Les textes communautaires relatif au secteur des télécommunications comportent des dispositions non équivoques, qui visent à garantir l’indépendance de l’ARTP aussi bien du pouvoir politique, du secteur privé que de tout groupe de lobbying. À cet effet,l’article 11 de l’acte additionnel A/SA 1/01/07 de la CEDEAO et l’article 4 de la Directive N° 01/2006/CM/UEMOA disposent que les États membres garantissent l’indépendance des autorités de régulation vis-à-vis du pouvoir politique et de toutes les organisations assurant la fourniture de réseaux, d’équipements ou de services de télécommunications et de toutes les organisation intervenant dans le secteur, en faisant en sorte que ces autorités soient juridiquement distinctes et fonctionnellement indépendantes.
Ces normes communautaires n’ont pas, cependant, fait l’objet d’une transposition fidèle, dans la législation nationale du Sénégal. En effet, aussi bien à l’article 164 du Code portant Code des Télécommunications de 2011 que dans celui 237 de 2018, il est indiqué que le Directeur général de l’ARTP, est nommé par décret. En outre, l’article 2 du Décret 2019-591 du 14 février 2019 portant organisation et fonctionnement de l'ARTP indique que l’ARTP est rattachée à la Présidence de la république. Il n'existe pas ainsi, en droit national, une disposition expresse garantissant que, dans l’exercice de ses fonctions, le Directeur General de l'ARTP est à l’abri de toute pression politique susceptible de compromettre son impartialité dans l’appréciation des questions de régulation qui lui sont soumises.
Sur le fondement de ces dispositions légales et règlementaires, non conformes aux textes communautaires, le Directeur Général de l’ARTP est non seulement nommé par décret, sans aucune procédure de recrutement par d’appel à candidature, mais pire encore, il est placé sous l’autorité du Président de la République, donc sous l’influence directe du pouvoir politique. Un manquement de l’État du Sénégal à ses obligations en vertu du droit communautaire UEMOA/CEDEAO.
L’article 4.I du Traité révisé de la CEDEAO proclame que les États membres affirment et déclarent leur adhésion au principe de « reconnaissance et de respect des règles et principes juridiques de la Communauté ». En sus, l’article 5.3 dispose « Chaque État membre s’engage à honorer ses obligations aux termes du présent Traité et à respecter les décisions et les règlements de la Communauté ». Les actes additionnels de la CEDEAO s’imposent aux États membres par conséquent respecter ses obligations signifie, d’une part, qu’ils sont d’application immédiate, et d’autre part, que chaque État doit prendre des dispositions pour rendre inapplicables ses lois nationales contraires au droit communautaire.
Enfin, l’article 6 du Traite modifié de l’UEMOA énonce expressément que «Les actes arrêtés par les organes de l'Union pour la réalisation des objectifs du présent Traité et conformément aux règles et procédures instituées par celui-ci, sont appliqués dans chaque État membre nonobstant toute législation nationale contraire, antérieure ou postérieure»

****************************************

**Tâches**
1. Extrayez du listing ci-dessous chaque ligne contenant la chaîne « positive ».
2. Rédigez la suite du texte ci-dessus sur l’indépendance de l’ARTP, à partir de sa dernière phrase.

**Entrées enregistrées**
****************************************

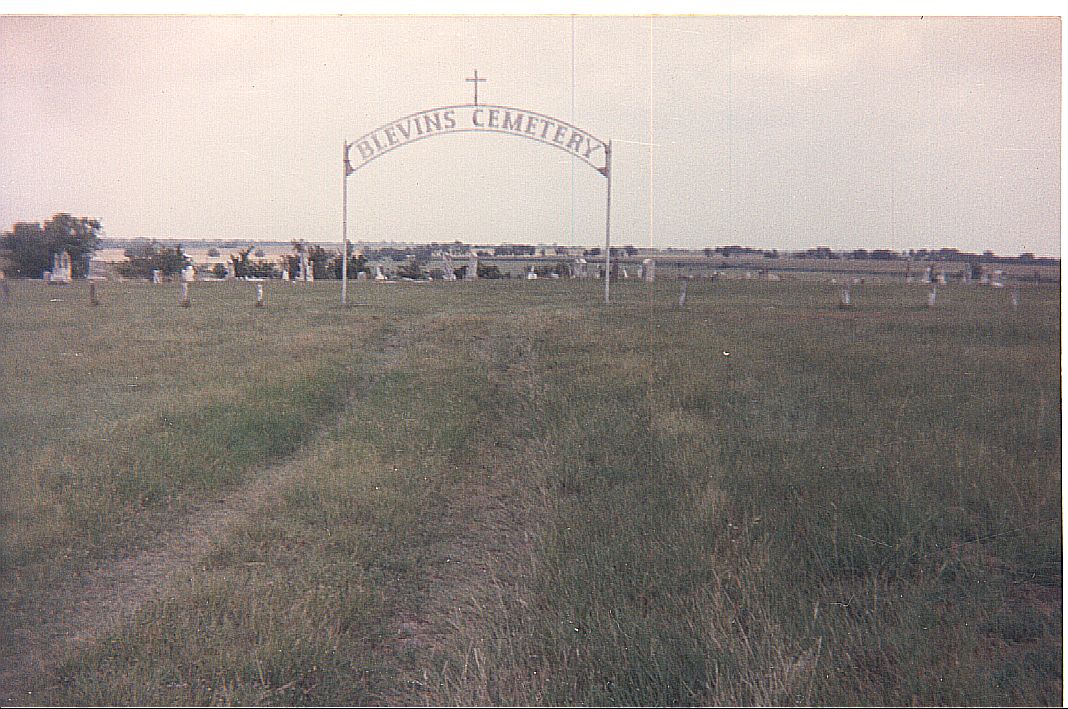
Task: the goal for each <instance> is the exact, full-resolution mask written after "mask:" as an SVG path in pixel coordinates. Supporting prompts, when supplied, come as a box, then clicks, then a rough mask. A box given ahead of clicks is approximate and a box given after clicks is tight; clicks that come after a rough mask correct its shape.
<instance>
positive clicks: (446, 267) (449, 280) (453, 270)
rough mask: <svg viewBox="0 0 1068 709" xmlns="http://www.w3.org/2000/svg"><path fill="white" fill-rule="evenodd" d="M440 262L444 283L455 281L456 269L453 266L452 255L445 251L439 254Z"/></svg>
mask: <svg viewBox="0 0 1068 709" xmlns="http://www.w3.org/2000/svg"><path fill="white" fill-rule="evenodd" d="M441 261H442V263H443V264H444V265H443V266H442V268H441V272H442V273H443V274H444V280H445V281H455V280H456V267H455V266H453V255H452V254H451V253H449V252H447V251H442V252H441Z"/></svg>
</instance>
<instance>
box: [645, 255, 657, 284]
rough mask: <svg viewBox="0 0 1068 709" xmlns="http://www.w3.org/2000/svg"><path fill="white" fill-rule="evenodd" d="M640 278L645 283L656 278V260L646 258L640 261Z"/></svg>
mask: <svg viewBox="0 0 1068 709" xmlns="http://www.w3.org/2000/svg"><path fill="white" fill-rule="evenodd" d="M642 278H643V279H645V282H646V283H653V282H654V281H655V280H656V278H657V262H655V261H653V259H651V258H646V259H645V261H643V262H642Z"/></svg>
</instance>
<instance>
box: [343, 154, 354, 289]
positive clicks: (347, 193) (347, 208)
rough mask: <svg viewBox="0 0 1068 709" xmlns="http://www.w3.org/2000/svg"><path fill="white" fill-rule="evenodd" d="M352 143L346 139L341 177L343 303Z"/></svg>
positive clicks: (345, 281)
mask: <svg viewBox="0 0 1068 709" xmlns="http://www.w3.org/2000/svg"><path fill="white" fill-rule="evenodd" d="M350 147H352V144H351V143H349V142H348V141H344V160H342V178H341V304H342V305H346V304H348V176H349V175H350V174H351V173H352V167H351V166H350V164H349V162H348V151H349V148H350Z"/></svg>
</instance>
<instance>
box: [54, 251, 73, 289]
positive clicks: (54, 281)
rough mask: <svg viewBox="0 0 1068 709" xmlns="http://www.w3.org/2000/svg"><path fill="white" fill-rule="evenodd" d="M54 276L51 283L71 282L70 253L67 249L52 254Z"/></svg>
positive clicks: (71, 277)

****************************************

**Réponses rédigées**
1.
positive clicks: (446, 267) (449, 280) (453, 270)
positive clicks: (347, 193) (347, 208)
positive clicks: (345, 281)
positive clicks: (54, 281)
positive clicks: (71, 277)

2.
Les textes de la communauté consacrent ainsi le principe de la primauté du droit communautaire sur le droit national. Ainsi donc, les normes communautaires sont d’application immédiate dans chaque État membre nonobstant toute législation nationale contraire, antérieure ou postérieure. Par conséquent, si une norme sénégalaise est en conflit avec une norme UEMOA/CEDEAO, la norme sénégalaise doit être écartée au profit de la norme communautaire.
En vertu donc des normes communautaires, le décret nommant le Directeur Général de l’ARTP, sans appel à candidature transparent, est illégal.
Cette illégalité révèle, la méconnaissance, l’ignorance et une certaine impréparation des autorités à intégrer le droit communautaire dans les actes réglementaires qu’elles prennent au moment où il y a des pans entiers du droit qui lient le Sénégal. Aussi, il est ainsi fort opportun de rappeler que la primauté du droit communautaire s'impose à l'ensemble des autorités de ce pays, y compris le président de la République.
Cette décision illégale rappelle les pratiques récurrentes du droit des régimes précédents. La violation des textes, la mise en œuvre biaisée, tout cela, cumulé selon les objectifs du moment, pour pouvoir prendre des décisions qui ne sont pas au service de l’intérêt national, tout en clamant le contraire, en invoquant le respect de la loi.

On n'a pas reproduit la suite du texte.